From the data below, return the exact lines starting at the line containing "Please identify the blurred" and ending at the line containing "Please identify the perched", both included, and nothing else.

**Exercise data**
****

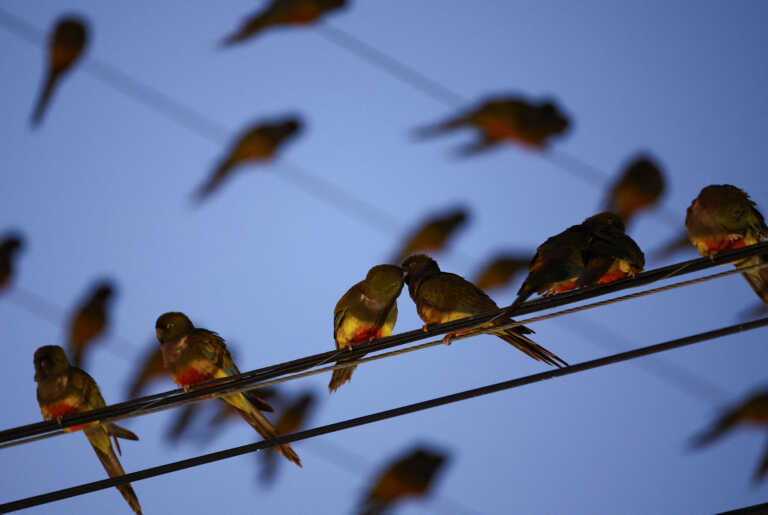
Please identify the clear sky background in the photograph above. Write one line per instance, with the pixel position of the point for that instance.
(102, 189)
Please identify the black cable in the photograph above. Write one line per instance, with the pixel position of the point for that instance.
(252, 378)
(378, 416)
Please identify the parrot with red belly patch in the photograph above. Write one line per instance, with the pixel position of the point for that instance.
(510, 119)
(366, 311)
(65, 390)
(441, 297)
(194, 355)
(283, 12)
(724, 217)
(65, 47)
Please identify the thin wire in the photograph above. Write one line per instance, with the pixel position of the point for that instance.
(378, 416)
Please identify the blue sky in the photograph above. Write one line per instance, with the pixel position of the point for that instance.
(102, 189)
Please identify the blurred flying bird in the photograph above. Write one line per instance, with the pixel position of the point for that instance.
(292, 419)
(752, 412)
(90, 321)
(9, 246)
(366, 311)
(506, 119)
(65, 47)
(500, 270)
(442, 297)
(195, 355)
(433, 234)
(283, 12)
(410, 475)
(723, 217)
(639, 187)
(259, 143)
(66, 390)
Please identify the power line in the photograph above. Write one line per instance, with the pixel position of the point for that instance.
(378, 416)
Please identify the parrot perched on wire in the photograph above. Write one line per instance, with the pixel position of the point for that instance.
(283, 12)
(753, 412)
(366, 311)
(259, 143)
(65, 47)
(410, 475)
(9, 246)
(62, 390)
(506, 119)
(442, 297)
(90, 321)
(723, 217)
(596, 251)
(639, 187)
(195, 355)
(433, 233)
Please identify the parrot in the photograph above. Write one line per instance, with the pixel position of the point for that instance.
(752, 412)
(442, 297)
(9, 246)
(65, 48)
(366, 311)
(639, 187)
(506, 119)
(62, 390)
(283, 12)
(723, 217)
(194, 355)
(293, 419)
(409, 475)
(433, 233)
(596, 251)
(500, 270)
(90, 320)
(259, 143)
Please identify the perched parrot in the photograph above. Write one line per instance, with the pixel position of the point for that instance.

****

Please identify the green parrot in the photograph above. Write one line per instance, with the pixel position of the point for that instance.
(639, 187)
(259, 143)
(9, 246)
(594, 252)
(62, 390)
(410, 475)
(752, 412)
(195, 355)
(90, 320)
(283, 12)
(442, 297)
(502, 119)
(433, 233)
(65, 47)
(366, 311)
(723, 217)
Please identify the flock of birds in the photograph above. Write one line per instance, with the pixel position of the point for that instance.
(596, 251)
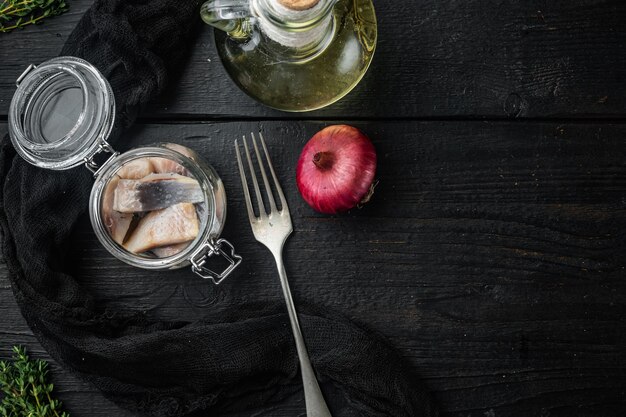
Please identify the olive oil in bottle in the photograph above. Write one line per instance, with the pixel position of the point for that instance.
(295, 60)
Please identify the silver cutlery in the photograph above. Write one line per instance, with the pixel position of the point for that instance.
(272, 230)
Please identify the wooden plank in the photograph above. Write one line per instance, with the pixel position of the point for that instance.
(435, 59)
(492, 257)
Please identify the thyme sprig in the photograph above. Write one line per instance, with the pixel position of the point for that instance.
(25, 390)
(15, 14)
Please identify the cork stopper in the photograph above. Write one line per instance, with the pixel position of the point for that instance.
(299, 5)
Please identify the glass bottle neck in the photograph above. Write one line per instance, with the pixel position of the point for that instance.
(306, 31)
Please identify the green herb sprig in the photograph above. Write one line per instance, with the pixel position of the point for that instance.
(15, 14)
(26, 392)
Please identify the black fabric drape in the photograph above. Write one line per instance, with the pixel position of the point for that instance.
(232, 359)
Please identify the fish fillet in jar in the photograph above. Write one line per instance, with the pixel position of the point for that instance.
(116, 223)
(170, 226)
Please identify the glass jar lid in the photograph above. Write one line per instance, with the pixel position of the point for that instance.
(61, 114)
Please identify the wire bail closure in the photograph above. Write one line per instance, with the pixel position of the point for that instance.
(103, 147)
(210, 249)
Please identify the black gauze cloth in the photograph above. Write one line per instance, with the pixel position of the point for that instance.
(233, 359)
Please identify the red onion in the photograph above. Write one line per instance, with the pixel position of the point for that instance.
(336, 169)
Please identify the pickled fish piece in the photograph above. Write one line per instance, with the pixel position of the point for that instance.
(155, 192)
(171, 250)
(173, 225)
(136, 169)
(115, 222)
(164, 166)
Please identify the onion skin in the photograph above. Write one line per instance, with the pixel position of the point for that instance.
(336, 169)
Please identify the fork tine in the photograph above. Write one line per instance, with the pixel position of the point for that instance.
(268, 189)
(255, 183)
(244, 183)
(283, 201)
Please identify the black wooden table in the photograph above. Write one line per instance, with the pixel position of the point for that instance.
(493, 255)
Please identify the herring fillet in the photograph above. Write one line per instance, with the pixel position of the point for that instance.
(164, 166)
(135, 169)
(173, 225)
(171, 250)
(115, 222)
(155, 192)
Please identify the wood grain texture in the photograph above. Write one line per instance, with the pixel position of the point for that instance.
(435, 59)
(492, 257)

****

**Response below**
Please identify the blurred flying bird in the photograph above. Write one line per instance, with the pixel position of the point for that instance.
(292, 419)
(752, 412)
(90, 321)
(9, 246)
(366, 311)
(506, 119)
(65, 47)
(500, 270)
(442, 297)
(195, 355)
(433, 234)
(283, 12)
(410, 475)
(723, 217)
(639, 187)
(259, 143)
(66, 390)
Please identify the power line in the photograph above. Write one line per instance, with the pixel position of the point for that instance.
(378, 416)
Please identify the parrot perched on wire in the photograph above. Write one line per instance, with the pixel position of the point for that instance.
(283, 12)
(753, 412)
(366, 311)
(259, 143)
(65, 47)
(410, 475)
(9, 246)
(62, 390)
(506, 119)
(442, 297)
(90, 321)
(723, 217)
(596, 251)
(639, 187)
(195, 355)
(433, 233)
Please identify the parrot in the photograph above. Write one line per instance, with the pixel position of the point for that instance.
(752, 412)
(442, 297)
(9, 246)
(65, 48)
(366, 311)
(639, 187)
(506, 119)
(62, 390)
(283, 12)
(723, 217)
(194, 355)
(293, 419)
(409, 475)
(433, 233)
(596, 251)
(500, 270)
(90, 320)
(259, 143)
Please identify the perched parrot in the photograph above. Write one line per instance, with the pixel position of the point for that instance.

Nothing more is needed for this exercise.